Everything from the line containing "of the pickup" to the last line of the records must be returned verbatim; nothing else belongs in the output.
━━━━━ Entries supplied
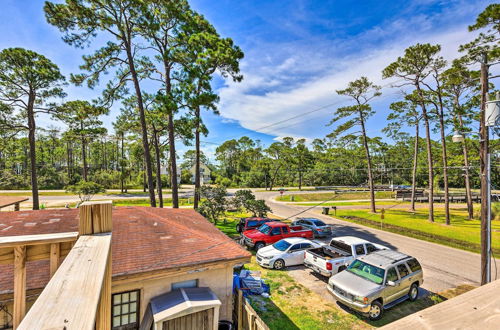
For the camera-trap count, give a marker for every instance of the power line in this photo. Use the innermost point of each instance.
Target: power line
(299, 116)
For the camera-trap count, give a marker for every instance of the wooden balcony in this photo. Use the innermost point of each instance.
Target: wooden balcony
(78, 295)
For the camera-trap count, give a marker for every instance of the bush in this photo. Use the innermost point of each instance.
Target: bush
(214, 202)
(85, 190)
(246, 199)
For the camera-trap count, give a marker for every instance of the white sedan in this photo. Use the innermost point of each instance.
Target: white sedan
(286, 252)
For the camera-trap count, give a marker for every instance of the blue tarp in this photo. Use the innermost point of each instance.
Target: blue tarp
(249, 283)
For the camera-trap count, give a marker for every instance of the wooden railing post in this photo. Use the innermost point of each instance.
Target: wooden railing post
(19, 285)
(55, 257)
(95, 218)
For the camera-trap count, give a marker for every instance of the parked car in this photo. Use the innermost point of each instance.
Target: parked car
(271, 232)
(284, 253)
(377, 281)
(331, 259)
(319, 228)
(251, 223)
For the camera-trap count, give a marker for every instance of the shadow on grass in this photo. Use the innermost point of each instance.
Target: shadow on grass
(271, 314)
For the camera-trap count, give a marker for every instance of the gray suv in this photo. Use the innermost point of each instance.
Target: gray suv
(377, 281)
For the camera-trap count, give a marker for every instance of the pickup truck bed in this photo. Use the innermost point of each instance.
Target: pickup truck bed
(326, 253)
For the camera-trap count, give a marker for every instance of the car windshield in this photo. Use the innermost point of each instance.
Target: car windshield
(319, 223)
(281, 245)
(265, 229)
(367, 271)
━━━━━━━━━━
— Task solution —
For the camera-trap count, give a marker for every instance of the pickup truck bed in this photo. Use the innermost point of each instance.
Target: pickup truck bed
(326, 253)
For the camera-trap count, give a marker for every instance of the car windshield in this photo. Use the innermost point of each instance.
Target: car windshield
(319, 223)
(281, 245)
(265, 229)
(367, 271)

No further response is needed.